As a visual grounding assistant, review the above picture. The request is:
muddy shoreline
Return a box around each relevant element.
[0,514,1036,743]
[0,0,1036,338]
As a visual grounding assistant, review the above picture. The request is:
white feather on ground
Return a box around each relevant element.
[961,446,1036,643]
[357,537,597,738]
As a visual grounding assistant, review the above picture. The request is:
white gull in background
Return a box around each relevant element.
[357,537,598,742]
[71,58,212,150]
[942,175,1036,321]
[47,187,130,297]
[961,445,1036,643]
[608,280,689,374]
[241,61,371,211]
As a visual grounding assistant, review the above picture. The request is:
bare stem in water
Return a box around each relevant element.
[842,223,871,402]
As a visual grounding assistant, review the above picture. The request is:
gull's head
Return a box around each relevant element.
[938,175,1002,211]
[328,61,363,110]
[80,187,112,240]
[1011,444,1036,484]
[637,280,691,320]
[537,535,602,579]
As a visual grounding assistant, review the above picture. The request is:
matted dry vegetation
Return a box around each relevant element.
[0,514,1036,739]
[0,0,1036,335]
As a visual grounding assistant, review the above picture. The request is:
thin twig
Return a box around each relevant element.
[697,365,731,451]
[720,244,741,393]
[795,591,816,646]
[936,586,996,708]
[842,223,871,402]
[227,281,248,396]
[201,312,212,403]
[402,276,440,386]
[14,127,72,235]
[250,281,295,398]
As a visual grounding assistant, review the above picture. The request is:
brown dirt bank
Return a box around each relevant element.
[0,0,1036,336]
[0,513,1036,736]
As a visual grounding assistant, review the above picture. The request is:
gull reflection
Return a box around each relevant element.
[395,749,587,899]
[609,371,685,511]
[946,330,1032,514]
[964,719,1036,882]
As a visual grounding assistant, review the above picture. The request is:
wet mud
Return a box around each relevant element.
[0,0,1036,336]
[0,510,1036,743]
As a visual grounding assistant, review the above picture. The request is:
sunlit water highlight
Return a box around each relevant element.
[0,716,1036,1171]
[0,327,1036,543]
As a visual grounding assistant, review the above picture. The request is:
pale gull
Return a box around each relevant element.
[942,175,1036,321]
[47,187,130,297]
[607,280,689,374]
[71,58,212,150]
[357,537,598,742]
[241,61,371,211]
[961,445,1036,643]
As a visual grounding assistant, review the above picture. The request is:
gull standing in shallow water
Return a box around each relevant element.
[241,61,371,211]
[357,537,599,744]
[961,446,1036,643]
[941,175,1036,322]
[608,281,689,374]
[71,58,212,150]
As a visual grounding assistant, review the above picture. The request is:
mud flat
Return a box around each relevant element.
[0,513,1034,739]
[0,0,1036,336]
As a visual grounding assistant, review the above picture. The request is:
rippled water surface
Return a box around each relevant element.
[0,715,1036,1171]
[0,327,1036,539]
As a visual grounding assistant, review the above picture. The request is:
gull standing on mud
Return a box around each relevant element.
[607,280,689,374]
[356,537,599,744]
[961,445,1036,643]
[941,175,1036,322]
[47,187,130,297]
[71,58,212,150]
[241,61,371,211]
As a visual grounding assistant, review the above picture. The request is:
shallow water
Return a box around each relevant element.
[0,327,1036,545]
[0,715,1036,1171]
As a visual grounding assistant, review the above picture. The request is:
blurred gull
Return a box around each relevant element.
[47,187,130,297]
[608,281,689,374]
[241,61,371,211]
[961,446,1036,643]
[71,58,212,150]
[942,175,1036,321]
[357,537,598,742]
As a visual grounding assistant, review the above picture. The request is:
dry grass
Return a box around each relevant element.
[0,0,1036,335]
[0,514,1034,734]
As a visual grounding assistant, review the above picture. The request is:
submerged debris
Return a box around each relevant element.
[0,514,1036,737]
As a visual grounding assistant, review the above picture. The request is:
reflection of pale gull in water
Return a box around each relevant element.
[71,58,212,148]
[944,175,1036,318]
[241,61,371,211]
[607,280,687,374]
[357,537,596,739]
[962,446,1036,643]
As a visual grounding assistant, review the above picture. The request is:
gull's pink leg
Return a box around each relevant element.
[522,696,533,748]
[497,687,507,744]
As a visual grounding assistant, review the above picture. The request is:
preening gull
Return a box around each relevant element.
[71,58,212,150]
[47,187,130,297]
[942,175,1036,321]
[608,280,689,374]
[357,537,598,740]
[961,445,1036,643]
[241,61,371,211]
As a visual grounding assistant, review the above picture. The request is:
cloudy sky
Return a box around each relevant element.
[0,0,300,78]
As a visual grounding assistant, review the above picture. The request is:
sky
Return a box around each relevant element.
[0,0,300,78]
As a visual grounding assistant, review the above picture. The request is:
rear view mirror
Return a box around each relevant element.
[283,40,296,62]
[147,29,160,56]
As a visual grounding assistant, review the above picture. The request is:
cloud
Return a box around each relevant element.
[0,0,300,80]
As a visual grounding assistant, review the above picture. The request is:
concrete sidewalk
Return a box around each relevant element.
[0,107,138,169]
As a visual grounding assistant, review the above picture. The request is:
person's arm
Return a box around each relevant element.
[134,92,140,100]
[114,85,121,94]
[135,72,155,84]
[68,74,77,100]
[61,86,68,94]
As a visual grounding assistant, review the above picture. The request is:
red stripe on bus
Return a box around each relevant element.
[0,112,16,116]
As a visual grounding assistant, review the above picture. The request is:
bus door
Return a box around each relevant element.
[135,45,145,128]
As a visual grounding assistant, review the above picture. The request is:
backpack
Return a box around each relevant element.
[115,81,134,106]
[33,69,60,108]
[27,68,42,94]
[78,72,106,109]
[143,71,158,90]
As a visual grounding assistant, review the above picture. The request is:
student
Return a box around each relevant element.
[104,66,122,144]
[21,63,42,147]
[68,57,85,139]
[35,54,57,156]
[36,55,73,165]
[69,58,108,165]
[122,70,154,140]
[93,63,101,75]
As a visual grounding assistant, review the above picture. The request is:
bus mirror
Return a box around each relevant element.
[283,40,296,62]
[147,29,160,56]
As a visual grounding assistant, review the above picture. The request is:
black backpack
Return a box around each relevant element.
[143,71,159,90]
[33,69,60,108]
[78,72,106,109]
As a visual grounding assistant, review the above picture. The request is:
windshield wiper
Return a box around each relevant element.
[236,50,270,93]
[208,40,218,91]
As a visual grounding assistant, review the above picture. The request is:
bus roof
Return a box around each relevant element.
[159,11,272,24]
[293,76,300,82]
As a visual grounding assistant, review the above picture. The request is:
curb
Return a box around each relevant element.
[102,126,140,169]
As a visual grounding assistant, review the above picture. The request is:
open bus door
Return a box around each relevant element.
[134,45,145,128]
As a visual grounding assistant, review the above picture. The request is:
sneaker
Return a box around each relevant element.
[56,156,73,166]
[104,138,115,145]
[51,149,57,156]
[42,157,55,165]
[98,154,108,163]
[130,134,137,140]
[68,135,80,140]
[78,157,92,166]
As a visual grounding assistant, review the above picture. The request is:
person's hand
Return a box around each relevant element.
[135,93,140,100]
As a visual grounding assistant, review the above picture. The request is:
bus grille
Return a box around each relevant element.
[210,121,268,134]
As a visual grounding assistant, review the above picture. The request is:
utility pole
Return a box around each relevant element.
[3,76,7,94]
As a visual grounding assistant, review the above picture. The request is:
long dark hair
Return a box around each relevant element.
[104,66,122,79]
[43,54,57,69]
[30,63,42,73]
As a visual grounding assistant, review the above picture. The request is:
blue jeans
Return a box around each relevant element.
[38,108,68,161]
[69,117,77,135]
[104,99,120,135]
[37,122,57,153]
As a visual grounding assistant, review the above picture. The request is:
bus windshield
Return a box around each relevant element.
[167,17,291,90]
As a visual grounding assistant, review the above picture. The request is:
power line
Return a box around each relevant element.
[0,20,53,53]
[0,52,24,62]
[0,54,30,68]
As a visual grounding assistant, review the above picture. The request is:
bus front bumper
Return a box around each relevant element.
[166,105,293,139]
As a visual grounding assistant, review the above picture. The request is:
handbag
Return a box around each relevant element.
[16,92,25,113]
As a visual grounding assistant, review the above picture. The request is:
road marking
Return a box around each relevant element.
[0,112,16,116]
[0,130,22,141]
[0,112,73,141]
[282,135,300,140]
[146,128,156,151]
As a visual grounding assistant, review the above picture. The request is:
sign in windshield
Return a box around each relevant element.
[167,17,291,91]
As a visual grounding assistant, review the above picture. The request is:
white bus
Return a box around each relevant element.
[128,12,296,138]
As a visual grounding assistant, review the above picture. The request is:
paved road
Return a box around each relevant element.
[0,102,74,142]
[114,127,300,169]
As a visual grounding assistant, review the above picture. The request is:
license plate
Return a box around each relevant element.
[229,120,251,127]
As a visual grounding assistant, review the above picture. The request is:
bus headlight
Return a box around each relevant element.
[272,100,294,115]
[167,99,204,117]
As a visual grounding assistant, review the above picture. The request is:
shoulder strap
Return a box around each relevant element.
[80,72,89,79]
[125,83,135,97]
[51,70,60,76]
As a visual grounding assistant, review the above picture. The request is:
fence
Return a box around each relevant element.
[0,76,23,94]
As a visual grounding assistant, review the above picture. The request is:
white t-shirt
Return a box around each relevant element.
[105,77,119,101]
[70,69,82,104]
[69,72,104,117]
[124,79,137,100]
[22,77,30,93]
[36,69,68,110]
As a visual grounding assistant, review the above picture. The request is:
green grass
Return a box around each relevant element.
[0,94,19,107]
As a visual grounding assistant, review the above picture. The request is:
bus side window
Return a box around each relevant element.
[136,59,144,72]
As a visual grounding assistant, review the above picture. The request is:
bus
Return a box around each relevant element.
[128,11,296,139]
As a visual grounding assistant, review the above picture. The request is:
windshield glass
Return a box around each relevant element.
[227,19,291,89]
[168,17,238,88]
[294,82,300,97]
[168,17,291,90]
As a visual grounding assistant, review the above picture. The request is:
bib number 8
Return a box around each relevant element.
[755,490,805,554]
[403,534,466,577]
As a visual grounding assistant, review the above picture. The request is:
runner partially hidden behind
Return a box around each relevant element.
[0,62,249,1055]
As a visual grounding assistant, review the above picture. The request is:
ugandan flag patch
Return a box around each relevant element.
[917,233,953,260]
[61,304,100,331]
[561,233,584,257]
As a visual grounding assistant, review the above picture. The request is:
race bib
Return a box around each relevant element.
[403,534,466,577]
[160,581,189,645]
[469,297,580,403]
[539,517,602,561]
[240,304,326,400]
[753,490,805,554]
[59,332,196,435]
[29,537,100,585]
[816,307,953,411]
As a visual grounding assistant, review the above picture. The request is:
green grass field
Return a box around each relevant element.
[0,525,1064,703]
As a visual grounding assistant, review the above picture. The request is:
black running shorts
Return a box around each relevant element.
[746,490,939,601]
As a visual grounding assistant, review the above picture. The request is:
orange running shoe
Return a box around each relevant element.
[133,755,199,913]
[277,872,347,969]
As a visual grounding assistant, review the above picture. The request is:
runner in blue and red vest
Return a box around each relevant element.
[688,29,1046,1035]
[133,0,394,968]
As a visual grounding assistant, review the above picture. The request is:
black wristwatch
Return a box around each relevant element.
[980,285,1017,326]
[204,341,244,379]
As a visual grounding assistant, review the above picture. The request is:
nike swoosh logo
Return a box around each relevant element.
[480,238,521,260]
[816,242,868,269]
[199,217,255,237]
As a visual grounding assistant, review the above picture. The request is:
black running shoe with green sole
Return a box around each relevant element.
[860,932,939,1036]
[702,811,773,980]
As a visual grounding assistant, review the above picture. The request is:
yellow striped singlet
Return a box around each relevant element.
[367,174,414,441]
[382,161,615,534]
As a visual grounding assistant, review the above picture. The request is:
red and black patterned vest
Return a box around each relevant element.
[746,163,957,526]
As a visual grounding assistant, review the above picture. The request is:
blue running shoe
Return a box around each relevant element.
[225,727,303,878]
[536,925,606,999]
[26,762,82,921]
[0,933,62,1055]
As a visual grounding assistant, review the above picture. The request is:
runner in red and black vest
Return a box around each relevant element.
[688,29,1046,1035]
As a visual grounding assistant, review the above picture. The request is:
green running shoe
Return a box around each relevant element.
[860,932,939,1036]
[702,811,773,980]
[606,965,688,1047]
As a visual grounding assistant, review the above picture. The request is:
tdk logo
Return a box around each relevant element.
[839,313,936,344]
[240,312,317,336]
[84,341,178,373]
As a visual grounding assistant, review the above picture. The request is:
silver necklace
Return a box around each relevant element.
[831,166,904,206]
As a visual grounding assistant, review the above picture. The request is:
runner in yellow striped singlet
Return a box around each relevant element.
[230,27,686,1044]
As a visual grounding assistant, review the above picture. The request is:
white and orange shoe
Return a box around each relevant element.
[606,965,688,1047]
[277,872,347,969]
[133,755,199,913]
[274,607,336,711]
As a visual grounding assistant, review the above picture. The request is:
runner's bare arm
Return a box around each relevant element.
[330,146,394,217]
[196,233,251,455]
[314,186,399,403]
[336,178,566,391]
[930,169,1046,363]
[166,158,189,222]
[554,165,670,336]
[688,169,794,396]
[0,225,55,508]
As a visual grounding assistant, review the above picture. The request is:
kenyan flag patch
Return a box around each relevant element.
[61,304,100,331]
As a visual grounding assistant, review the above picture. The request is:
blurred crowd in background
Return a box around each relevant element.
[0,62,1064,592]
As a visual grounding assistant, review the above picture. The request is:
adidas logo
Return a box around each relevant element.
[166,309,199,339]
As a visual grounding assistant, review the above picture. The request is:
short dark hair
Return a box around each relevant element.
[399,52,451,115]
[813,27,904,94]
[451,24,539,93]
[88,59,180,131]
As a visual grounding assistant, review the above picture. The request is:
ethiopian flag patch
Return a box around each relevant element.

STATED GOAL. From the data above, pick out and copy every line containing the word "runner". Case counts.

EXERCISE RESPONSE.
runner partially hidden behind
runner in blue and red vest
runner in red and black vest
runner in yellow striped singlet
runner's bare arm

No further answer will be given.